Material to process:
# # # #
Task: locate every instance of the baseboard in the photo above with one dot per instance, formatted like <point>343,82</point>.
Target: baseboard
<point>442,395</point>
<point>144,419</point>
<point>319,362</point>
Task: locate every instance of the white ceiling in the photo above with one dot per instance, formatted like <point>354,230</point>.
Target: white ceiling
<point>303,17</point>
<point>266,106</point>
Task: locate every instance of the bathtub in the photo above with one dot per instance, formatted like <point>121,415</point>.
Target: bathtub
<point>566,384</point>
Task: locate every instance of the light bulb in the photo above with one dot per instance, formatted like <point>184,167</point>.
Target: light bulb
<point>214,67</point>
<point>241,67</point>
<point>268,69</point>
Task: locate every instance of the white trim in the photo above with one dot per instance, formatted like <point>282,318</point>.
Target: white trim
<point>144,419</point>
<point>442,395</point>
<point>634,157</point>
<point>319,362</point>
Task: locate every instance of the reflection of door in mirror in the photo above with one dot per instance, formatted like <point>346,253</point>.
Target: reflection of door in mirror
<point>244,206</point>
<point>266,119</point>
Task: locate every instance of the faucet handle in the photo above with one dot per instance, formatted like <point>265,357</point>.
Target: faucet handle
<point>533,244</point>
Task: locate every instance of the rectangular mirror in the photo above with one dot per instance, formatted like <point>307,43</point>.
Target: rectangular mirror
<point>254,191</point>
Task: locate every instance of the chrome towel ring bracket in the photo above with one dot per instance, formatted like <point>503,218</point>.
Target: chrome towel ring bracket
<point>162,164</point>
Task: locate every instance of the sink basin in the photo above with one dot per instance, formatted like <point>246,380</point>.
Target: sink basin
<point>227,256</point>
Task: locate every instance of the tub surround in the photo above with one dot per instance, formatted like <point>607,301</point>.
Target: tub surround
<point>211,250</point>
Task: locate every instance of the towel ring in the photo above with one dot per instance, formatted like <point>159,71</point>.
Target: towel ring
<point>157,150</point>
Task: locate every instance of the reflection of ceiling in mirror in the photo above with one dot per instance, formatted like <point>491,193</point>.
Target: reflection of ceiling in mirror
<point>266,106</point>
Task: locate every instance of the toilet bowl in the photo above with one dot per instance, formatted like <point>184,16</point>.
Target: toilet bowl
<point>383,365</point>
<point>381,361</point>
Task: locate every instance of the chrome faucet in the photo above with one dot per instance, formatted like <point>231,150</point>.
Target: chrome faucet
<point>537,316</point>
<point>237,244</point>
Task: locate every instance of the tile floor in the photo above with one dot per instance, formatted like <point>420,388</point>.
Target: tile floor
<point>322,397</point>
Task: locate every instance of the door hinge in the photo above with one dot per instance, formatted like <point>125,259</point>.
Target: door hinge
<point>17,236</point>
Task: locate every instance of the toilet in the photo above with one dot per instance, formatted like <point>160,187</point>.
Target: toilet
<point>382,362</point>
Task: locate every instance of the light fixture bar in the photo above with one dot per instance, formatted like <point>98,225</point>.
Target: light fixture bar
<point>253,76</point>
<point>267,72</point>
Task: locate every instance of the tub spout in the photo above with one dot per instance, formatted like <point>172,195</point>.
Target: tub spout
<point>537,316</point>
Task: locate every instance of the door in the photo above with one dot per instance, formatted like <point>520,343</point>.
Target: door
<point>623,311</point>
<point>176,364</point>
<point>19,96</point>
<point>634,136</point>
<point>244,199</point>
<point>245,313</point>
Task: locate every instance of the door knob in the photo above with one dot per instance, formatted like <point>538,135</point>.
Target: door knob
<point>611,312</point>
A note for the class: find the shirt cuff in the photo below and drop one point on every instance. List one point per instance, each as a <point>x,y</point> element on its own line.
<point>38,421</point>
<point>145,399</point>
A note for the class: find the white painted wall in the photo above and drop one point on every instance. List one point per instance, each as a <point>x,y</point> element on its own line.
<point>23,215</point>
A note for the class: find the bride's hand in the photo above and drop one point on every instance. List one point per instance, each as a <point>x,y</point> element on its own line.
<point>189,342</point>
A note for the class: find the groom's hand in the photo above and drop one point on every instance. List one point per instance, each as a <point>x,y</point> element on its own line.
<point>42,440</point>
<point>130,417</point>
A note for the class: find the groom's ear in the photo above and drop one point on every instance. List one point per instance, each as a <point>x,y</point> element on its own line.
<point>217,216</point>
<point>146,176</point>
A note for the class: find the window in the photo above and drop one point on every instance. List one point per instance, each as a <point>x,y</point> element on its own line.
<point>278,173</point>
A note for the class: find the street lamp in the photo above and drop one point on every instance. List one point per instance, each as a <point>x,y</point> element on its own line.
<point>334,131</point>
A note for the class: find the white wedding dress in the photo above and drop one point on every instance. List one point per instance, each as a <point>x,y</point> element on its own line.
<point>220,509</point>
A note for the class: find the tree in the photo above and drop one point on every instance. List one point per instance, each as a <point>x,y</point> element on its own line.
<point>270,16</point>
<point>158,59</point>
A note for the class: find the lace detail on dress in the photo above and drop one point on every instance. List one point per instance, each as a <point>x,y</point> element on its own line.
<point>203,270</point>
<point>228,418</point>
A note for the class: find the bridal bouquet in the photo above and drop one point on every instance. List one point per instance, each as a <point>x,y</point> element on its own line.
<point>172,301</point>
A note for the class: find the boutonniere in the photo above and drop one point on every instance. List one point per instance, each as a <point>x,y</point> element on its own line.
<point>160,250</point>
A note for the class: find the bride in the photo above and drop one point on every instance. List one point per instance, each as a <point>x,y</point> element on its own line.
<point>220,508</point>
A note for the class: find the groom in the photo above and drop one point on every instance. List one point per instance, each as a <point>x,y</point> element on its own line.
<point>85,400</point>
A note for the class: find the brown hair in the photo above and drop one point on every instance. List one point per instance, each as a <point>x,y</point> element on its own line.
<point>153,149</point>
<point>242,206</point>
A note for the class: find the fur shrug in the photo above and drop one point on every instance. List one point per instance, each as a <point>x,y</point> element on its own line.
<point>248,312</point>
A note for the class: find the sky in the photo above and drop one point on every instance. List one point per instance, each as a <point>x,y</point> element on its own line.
# # # #
What to produce:
Transcribe all of the material exactly. Omit nothing.

Task result:
Task: locate every instance of the baseboard in the photo above with one dot per instance, formatted like <point>343,82</point>.
Target: baseboard
<point>442,395</point>
<point>144,419</point>
<point>319,362</point>
Task: locate every instance of the white ceiling in the photo above with one dot per instance, formatted like <point>354,230</point>.
Target: white ceiling
<point>303,17</point>
<point>266,106</point>
Task: locate every instance of the bathtub in the photo above with one dot per instance, formatted like <point>121,415</point>.
Target: bathtub
<point>566,384</point>
Task: locate every instance of the light bulb in the photo above with one dot per instance, formatted like <point>184,167</point>.
Target: light bulb
<point>214,67</point>
<point>241,67</point>
<point>268,69</point>
Task: locate every instance of the white trim in the photo above with one dot per instance, formatted like <point>282,318</point>.
Target: white trim
<point>144,419</point>
<point>442,395</point>
<point>634,157</point>
<point>319,362</point>
Task: locate every instance of the reflection of door in mirror in the photo above with one dot per instance, formatted like <point>346,253</point>.
Target: reflection of door in mirror
<point>244,206</point>
<point>266,119</point>
Task: locate every instance of the faucet handle in the photo above with one dot per instance, formatted like <point>265,357</point>.
Target: faucet handle
<point>533,244</point>
Task: locate every instance of the rectangular mirror in the photo above with one dot per instance, formatted like <point>307,43</point>.
Target: rectangular mirror
<point>254,191</point>
Task: locate every instance of the chrome towel ring bracket in the photo above with one dot per instance, formatted like <point>503,218</point>.
Target: chrome towel ring bracket
<point>162,164</point>
Task: locate every instance of the sink basin in the photo above with one dot per instance, formatted like <point>246,380</point>.
Target: sink basin
<point>227,256</point>
Task: locate every instance of the tub surround in the photo above with one dot per instance, formatted like <point>607,301</point>.
Target: tub surround
<point>211,250</point>
Task: locate every instance of the towel ring in the photo above with one dot per instance, formatted like <point>159,71</point>.
Target: towel ring
<point>157,150</point>
Task: locate every instance of the reflection of ceiling in mirror in the photo above with one dot per instance, formatted like <point>491,193</point>.
Target: reflection of ceiling in mirror
<point>266,106</point>
Task: locate every instance of the toilet bowl in the photo above with one dot per instance, formatted like <point>184,16</point>.
Target: toilet bowl
<point>383,365</point>
<point>381,361</point>
Task: locate every instance of the chrome faucet in the photo above with one dot per instance, formatted like <point>231,150</point>.
Target: chrome faucet
<point>537,316</point>
<point>237,244</point>
Task: locate every instance of the tile floor in the photo above with one dot per instance, formatted like <point>420,388</point>.
Target: tile floor
<point>322,397</point>
Task: locate every instance of the door hinge in the photo above with one dot per instance, formatted like <point>125,259</point>.
Target: door hinge
<point>17,236</point>
Task: locate every instance of the toilet in the photo above with one dot per instance, formatted like <point>160,187</point>.
Target: toilet
<point>382,362</point>
Task: locate every instance of the light fixture bar in the photo above with one dot per instance, formatted like <point>98,225</point>.
Target: light fixture bar
<point>253,76</point>
<point>267,72</point>
Task: locate every instance of the tub spout in the photo above with one dot per instance, formatted like <point>172,195</point>.
Target: tub spout
<point>537,316</point>
Task: locate every instance of the door in the photo above with one dot per instance, formatted like <point>520,343</point>.
Target: door
<point>623,311</point>
<point>176,364</point>
<point>19,96</point>
<point>634,136</point>
<point>244,199</point>
<point>245,313</point>
Task: locate every instance of the door knob in the photo above with one dot per instance, formatted like <point>538,135</point>.
Target: door knob
<point>611,312</point>
A note for the class: find the shirt cuff in the photo below and drop one point on every instance. List one point per instance, each as a <point>x,y</point> element on its own line.
<point>38,421</point>
<point>145,399</point>
A note for the class: find the white painted wall in the photo above and drop one point on every instance. List one point per instance, each as a <point>x,y</point> element on its own line.
<point>23,215</point>
A note for the class: find the bride's hand in the photo above and drop one point on every instance. List one point per instance, each as a <point>x,y</point> element on its own line.
<point>189,342</point>
A note for the class: find the groom's hand in the photo above and drop one point on every instance. List one point per instance, each as a <point>x,y</point> element on its own line.
<point>42,440</point>
<point>130,417</point>
A note for the class: find the groom's ear in the photo above and drop one point on every instance. List one point per instance, each as a <point>x,y</point> element on its own line.
<point>217,216</point>
<point>146,176</point>
A note for the class: find the window in the photo above and drop one point on every instance. List one point per instance, each as a <point>x,y</point> element on its own line.
<point>278,173</point>
A note for the class: find the street lamp in the photo above and drop one point on every instance. List one point per instance, each as a <point>x,y</point> element on its own line.
<point>334,131</point>
A note for the class: find the white wedding dress in the photo above and drop one point on every instance. List one point per instance, each as a <point>x,y</point> element on its own line.
<point>220,509</point>
A note for the class: find the tree in the photo above and drop one point on every instance. List one point per instance, each as a <point>x,y</point> element on its own line.
<point>270,16</point>
<point>158,59</point>
A note for the class: find the lace detail on dress in the photo above and drop one point on every instance. List one point per instance, each as a <point>x,y</point> element on its own line.
<point>203,270</point>
<point>228,418</point>
A note for the class: find the bridal bouquet in the photo above and drop one point on every instance. List one point per instance, each as a <point>x,y</point> element on its own line.
<point>172,301</point>
A note for the class: find the boutonniere in the photo above and drop one point on every instance. List one point per instance, each as a <point>x,y</point> element on its own line.
<point>160,250</point>
A note for the class: find the bride in the photo above and drop one point on every instance. List one point per instance, each as a <point>x,y</point> element on its own line.
<point>220,508</point>
A note for the class: find the groom in the photo above and drop one point on every instance. List one point per instance, each as a <point>x,y</point> element on its own line.
<point>85,400</point>
A note for the class: find the brown hair in the photo above and drop one point on every instance. List one point per instance, each as a <point>x,y</point> element on its own line.
<point>153,149</point>
<point>242,206</point>
A note for the class: find the fur shrug in the photo above and drop one point on every instance. List one point per instance, each as a <point>x,y</point> element on its own line.
<point>248,312</point>
A note for the class: find the sky in the photo above and drop one point on every instance. List one point per instance, each as a <point>x,y</point> element on its own line.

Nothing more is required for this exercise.